===== Available data

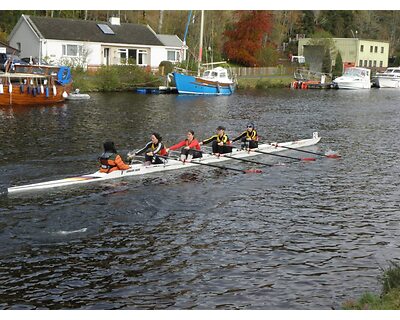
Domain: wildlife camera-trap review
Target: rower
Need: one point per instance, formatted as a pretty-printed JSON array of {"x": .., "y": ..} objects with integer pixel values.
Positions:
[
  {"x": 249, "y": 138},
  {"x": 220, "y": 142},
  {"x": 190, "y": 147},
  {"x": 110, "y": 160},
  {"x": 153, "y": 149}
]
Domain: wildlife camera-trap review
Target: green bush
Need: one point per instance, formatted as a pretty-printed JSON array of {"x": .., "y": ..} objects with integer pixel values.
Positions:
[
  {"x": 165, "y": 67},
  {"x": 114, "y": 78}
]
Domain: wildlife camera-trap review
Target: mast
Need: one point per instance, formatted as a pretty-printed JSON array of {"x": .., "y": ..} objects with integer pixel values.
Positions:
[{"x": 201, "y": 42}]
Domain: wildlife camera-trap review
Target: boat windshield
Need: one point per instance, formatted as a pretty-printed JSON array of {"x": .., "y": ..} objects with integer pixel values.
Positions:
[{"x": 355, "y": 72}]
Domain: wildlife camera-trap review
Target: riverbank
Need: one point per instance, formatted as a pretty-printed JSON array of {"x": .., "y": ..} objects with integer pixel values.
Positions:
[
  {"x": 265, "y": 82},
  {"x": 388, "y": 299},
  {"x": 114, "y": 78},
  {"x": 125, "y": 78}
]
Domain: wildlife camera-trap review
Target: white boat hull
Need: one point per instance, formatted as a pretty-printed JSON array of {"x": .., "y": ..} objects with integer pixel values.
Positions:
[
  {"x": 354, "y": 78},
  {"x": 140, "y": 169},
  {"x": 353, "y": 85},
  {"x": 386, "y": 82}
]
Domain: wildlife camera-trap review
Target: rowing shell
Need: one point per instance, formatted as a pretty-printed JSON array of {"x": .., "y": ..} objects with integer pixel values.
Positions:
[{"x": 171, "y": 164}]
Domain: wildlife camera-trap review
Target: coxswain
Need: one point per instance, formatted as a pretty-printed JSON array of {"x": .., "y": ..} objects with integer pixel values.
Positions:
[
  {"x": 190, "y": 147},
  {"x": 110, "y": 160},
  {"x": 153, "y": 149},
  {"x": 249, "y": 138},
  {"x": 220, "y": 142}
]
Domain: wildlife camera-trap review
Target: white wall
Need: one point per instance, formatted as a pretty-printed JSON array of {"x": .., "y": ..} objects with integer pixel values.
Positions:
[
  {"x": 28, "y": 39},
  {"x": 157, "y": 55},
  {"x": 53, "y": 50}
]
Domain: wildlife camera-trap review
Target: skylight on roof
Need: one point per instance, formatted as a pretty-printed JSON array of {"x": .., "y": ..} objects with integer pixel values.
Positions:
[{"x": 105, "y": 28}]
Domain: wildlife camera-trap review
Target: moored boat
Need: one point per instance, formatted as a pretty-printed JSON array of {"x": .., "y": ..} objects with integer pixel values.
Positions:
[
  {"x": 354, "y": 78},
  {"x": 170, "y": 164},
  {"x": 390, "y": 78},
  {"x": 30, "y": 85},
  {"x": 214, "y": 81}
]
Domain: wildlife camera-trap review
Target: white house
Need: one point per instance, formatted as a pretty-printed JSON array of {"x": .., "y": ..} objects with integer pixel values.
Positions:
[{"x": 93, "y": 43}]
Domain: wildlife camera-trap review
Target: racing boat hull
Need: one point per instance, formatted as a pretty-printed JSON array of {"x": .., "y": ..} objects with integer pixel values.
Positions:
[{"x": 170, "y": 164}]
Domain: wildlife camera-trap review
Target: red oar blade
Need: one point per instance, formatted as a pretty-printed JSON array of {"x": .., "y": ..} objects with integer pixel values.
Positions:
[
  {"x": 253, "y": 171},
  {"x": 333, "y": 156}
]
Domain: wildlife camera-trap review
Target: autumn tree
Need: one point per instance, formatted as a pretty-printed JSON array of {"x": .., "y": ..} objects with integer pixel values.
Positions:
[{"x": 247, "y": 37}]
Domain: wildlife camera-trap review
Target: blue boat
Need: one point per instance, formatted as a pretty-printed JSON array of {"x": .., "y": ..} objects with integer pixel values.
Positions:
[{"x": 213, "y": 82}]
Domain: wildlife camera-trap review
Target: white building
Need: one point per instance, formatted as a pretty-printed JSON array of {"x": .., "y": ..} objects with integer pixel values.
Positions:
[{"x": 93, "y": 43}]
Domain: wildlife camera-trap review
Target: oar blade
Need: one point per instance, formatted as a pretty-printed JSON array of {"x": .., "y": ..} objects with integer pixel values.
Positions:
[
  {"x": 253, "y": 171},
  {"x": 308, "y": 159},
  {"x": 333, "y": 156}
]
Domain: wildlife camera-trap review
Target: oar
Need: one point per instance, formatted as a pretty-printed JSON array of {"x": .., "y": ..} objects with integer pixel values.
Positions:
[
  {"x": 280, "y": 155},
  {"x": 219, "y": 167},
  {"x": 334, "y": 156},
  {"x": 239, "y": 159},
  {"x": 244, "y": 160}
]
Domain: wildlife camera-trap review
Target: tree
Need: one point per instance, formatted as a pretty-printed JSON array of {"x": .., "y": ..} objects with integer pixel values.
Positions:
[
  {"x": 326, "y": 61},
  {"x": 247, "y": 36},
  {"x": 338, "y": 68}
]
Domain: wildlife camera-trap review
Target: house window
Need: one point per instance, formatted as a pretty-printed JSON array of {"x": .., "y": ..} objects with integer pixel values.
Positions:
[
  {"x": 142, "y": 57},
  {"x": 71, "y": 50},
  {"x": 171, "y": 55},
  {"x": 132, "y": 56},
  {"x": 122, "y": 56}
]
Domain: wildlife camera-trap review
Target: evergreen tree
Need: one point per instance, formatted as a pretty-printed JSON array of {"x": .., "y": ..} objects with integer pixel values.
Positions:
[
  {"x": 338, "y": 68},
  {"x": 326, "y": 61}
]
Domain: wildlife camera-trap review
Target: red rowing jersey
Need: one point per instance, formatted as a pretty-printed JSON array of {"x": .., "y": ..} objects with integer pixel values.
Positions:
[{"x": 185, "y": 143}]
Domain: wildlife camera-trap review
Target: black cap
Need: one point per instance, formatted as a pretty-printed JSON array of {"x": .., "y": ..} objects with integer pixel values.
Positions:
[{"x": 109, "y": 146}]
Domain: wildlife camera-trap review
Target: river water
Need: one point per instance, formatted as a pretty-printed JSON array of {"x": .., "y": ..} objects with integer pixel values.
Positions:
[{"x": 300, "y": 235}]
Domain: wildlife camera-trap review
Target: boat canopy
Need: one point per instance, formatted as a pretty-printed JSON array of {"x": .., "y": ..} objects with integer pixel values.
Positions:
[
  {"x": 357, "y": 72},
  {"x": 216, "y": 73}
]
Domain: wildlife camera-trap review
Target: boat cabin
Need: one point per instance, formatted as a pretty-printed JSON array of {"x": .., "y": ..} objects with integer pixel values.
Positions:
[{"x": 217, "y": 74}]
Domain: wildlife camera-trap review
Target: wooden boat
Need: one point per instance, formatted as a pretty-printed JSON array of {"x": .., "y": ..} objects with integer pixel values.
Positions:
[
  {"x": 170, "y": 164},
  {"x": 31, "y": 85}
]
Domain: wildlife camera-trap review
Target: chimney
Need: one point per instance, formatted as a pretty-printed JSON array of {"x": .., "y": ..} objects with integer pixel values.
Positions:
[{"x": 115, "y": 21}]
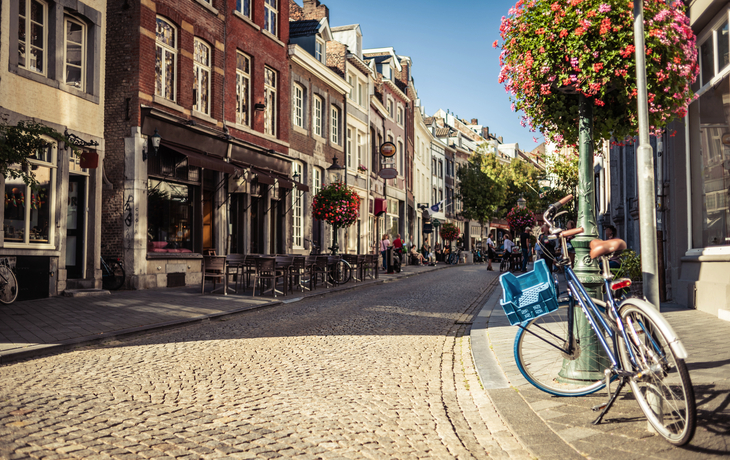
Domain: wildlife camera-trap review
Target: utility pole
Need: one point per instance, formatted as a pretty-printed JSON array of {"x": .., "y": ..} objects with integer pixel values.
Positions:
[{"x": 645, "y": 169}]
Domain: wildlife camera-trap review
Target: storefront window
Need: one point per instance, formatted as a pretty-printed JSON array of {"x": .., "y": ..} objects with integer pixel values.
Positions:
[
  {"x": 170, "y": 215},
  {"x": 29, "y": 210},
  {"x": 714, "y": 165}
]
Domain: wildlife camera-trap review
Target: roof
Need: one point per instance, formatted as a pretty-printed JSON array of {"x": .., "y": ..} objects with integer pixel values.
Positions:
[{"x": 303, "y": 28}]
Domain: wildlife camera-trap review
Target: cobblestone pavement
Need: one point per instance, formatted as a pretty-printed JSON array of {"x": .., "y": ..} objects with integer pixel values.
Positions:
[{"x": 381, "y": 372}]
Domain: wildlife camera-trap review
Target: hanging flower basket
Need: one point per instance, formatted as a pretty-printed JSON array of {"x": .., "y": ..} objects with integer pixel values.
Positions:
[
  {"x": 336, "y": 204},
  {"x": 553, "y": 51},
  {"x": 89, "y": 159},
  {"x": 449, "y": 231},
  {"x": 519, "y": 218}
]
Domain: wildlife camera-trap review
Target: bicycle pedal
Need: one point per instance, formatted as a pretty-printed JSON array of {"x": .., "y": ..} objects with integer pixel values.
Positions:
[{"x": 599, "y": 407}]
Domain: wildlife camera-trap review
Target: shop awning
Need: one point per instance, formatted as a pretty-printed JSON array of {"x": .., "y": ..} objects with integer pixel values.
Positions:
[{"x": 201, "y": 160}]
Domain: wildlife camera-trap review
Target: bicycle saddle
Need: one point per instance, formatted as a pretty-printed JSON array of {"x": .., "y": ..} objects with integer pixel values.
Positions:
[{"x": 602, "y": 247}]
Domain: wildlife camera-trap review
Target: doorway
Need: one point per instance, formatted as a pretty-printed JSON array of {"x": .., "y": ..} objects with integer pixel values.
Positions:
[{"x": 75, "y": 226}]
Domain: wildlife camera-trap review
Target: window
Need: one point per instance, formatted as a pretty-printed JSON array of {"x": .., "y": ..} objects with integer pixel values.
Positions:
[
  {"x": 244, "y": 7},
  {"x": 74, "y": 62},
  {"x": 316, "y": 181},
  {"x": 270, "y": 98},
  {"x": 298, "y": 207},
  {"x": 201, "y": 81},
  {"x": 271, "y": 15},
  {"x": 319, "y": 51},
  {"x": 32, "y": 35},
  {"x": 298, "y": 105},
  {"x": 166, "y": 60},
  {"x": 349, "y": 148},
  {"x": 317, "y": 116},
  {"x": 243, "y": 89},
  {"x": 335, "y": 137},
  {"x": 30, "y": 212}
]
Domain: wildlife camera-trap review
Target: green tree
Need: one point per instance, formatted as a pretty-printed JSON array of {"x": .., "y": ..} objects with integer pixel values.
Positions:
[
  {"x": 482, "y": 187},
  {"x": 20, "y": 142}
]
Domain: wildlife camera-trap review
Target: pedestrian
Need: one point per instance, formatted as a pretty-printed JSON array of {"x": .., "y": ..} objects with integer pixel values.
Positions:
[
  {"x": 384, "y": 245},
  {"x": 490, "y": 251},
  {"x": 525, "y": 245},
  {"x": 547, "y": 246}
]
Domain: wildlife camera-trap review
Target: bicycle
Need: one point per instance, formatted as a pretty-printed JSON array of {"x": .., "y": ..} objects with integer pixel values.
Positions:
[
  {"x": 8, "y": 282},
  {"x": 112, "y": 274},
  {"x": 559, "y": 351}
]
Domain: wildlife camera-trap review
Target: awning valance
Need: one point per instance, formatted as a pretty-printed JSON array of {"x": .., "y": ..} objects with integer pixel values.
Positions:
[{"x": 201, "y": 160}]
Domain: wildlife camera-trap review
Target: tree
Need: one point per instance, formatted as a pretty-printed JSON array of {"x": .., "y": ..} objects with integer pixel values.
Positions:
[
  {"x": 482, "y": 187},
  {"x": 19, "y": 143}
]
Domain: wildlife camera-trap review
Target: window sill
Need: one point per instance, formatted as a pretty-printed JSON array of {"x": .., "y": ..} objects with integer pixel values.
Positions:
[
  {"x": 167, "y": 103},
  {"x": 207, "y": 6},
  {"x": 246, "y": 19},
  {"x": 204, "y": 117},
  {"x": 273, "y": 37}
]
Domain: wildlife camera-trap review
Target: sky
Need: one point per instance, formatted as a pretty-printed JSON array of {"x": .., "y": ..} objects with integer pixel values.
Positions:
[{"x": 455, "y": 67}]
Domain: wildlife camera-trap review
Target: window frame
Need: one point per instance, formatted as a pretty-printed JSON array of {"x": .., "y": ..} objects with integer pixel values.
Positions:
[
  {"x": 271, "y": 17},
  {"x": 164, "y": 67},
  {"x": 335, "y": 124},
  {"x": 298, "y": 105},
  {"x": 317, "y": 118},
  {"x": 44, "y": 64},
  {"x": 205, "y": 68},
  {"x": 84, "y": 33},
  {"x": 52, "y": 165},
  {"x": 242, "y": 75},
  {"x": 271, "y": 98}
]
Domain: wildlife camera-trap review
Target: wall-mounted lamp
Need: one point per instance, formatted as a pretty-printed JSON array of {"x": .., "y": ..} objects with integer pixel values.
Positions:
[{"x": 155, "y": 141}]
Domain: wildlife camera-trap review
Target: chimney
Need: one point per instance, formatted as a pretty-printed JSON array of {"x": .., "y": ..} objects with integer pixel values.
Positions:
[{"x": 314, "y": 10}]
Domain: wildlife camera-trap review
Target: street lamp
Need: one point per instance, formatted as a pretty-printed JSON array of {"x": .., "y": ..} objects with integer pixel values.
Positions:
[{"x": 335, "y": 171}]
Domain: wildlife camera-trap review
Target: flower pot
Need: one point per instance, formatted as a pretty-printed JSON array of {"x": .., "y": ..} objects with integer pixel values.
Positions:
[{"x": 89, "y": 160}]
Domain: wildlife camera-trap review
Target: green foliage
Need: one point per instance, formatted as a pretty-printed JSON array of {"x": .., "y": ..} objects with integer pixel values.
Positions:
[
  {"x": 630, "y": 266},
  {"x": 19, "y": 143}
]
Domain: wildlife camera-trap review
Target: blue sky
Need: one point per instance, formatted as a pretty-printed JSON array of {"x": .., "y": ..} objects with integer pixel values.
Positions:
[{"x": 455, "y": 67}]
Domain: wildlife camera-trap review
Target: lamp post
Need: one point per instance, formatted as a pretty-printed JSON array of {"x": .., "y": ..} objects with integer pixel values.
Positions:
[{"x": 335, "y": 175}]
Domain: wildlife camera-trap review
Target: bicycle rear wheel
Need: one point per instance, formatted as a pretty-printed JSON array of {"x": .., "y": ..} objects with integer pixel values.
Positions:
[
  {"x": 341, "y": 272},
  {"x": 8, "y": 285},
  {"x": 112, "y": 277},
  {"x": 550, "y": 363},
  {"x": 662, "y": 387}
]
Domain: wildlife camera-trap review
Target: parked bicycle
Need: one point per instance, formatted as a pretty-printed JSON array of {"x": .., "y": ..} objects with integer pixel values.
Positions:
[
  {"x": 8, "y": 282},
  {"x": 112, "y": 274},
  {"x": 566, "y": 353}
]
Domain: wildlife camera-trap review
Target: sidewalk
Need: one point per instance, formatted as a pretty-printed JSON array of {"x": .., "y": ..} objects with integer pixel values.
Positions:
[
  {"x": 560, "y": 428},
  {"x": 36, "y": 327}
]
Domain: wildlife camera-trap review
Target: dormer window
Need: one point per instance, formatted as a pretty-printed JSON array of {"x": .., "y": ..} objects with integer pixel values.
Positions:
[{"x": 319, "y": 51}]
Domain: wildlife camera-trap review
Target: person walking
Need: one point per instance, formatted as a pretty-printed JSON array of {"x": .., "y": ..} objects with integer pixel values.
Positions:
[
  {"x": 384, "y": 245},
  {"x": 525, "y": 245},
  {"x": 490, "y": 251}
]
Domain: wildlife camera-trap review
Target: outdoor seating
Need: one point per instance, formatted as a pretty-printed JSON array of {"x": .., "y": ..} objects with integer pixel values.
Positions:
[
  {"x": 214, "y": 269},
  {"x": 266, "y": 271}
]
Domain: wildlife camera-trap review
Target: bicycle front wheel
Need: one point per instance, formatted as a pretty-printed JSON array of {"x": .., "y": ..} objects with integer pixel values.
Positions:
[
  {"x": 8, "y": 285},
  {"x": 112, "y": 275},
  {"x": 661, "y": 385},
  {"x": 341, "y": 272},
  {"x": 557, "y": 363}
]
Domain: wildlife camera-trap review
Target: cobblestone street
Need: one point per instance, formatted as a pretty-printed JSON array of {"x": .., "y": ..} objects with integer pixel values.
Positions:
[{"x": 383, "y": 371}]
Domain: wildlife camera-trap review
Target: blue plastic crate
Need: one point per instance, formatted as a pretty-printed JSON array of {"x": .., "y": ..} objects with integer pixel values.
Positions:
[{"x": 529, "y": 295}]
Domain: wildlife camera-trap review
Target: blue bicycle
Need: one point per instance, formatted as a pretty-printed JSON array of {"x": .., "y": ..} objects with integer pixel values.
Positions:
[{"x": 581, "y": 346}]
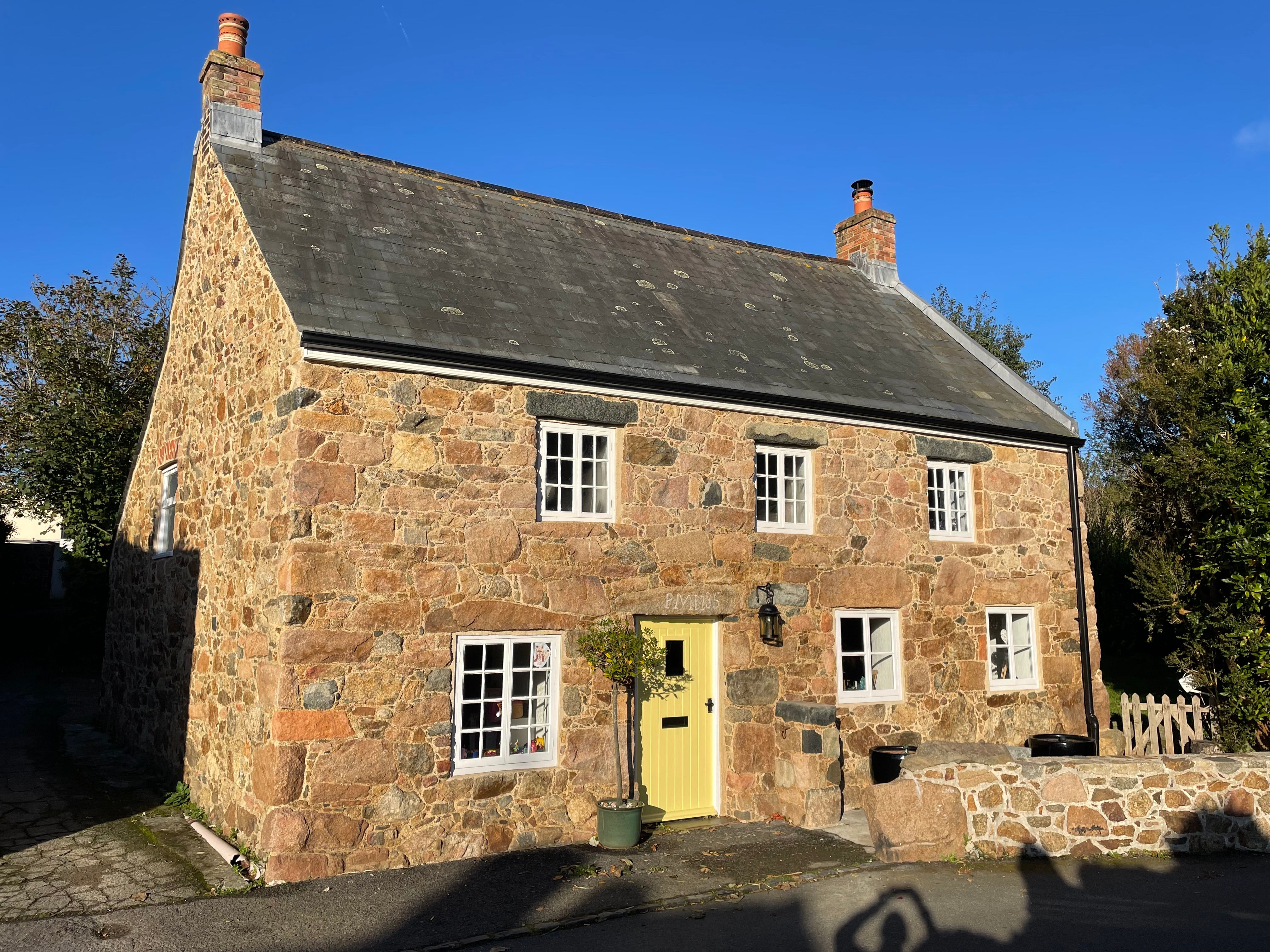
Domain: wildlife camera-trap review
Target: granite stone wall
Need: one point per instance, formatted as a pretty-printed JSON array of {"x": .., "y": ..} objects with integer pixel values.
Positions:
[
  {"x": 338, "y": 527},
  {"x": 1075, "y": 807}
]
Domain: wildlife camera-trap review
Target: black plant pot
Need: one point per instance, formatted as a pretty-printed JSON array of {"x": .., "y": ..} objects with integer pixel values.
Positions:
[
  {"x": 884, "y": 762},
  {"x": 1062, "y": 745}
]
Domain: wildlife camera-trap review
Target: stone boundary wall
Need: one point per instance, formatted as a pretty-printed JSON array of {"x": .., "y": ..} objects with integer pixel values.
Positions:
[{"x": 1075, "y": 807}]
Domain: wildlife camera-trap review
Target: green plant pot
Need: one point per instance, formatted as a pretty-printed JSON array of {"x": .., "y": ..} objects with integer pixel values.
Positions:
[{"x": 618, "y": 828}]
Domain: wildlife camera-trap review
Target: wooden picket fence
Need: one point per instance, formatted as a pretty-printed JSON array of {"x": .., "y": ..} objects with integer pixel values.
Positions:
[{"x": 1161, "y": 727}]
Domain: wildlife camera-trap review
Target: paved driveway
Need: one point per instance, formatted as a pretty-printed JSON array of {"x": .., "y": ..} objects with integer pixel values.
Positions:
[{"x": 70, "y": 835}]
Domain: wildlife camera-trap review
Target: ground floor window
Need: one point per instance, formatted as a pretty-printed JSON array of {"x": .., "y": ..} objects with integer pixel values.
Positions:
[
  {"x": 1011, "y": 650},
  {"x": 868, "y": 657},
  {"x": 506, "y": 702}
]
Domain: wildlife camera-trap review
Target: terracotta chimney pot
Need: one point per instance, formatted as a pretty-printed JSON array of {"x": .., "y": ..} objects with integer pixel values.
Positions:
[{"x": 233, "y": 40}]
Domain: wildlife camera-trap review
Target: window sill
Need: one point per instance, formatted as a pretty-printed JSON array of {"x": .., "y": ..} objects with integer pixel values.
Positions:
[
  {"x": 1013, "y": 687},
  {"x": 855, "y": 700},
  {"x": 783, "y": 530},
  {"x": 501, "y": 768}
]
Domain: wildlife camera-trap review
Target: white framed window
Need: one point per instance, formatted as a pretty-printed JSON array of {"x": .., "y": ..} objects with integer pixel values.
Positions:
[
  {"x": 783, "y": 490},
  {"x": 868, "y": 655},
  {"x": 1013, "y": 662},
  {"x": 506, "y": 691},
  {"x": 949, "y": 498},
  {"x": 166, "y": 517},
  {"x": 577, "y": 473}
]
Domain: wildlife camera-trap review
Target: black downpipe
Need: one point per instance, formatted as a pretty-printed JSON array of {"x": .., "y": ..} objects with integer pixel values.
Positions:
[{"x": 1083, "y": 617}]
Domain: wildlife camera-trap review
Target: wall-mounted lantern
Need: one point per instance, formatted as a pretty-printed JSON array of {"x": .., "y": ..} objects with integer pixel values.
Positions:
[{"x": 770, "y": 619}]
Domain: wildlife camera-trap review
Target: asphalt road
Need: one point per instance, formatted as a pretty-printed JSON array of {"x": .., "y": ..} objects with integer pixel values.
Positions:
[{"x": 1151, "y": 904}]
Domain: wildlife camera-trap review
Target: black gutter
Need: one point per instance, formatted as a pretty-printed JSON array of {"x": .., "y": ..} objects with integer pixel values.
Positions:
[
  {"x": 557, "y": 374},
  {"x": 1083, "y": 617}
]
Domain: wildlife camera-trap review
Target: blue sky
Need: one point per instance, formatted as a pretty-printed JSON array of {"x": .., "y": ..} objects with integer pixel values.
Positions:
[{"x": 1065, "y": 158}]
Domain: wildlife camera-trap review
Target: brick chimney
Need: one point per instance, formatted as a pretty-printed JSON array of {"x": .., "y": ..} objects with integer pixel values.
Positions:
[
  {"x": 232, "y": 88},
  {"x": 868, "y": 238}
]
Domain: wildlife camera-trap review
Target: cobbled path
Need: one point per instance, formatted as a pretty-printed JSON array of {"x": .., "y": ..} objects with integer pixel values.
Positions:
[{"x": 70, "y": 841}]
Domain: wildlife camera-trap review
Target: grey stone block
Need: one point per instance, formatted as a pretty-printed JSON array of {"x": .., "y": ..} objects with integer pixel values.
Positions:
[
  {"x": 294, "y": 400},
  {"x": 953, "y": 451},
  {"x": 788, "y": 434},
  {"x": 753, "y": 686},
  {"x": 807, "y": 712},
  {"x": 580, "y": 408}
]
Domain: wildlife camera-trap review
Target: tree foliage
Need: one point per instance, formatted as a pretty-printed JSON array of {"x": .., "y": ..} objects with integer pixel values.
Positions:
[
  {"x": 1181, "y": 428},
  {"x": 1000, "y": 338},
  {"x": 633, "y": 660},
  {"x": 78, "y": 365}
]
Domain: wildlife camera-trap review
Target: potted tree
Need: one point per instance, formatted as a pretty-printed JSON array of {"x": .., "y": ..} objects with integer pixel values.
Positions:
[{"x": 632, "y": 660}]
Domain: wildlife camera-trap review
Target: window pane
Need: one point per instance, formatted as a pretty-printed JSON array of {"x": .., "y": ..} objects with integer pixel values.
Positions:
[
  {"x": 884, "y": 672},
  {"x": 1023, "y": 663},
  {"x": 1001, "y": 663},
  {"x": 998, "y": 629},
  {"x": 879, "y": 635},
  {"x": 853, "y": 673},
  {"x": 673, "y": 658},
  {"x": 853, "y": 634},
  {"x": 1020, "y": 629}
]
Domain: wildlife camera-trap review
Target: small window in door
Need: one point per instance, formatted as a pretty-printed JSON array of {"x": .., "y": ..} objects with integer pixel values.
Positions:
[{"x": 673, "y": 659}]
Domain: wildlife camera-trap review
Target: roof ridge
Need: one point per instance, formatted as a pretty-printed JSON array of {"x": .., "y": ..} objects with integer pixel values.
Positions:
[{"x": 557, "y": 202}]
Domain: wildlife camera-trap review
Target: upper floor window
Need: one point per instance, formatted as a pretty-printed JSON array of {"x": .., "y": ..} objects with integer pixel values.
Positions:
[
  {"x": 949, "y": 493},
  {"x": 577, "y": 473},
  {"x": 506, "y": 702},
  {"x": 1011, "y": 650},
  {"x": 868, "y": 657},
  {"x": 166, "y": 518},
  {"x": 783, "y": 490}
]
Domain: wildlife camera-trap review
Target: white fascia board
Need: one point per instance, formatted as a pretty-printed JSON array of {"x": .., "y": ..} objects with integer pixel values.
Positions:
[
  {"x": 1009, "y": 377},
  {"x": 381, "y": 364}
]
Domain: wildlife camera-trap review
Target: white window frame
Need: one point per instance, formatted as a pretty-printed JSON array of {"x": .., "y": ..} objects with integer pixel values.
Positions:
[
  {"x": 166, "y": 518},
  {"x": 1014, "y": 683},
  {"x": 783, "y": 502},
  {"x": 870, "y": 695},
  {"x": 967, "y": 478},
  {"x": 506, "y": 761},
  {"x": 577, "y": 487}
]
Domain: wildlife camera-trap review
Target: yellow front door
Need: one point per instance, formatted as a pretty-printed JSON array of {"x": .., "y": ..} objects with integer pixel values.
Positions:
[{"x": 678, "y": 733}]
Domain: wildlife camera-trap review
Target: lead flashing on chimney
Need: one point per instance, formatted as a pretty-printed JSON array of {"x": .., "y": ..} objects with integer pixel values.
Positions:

==========

Written instruction:
Collect every line of the data that contains the word "lamp", copying each one in full.

Response below:
Target: wall-mounted lamp
Target: street lamp
Target: lamp post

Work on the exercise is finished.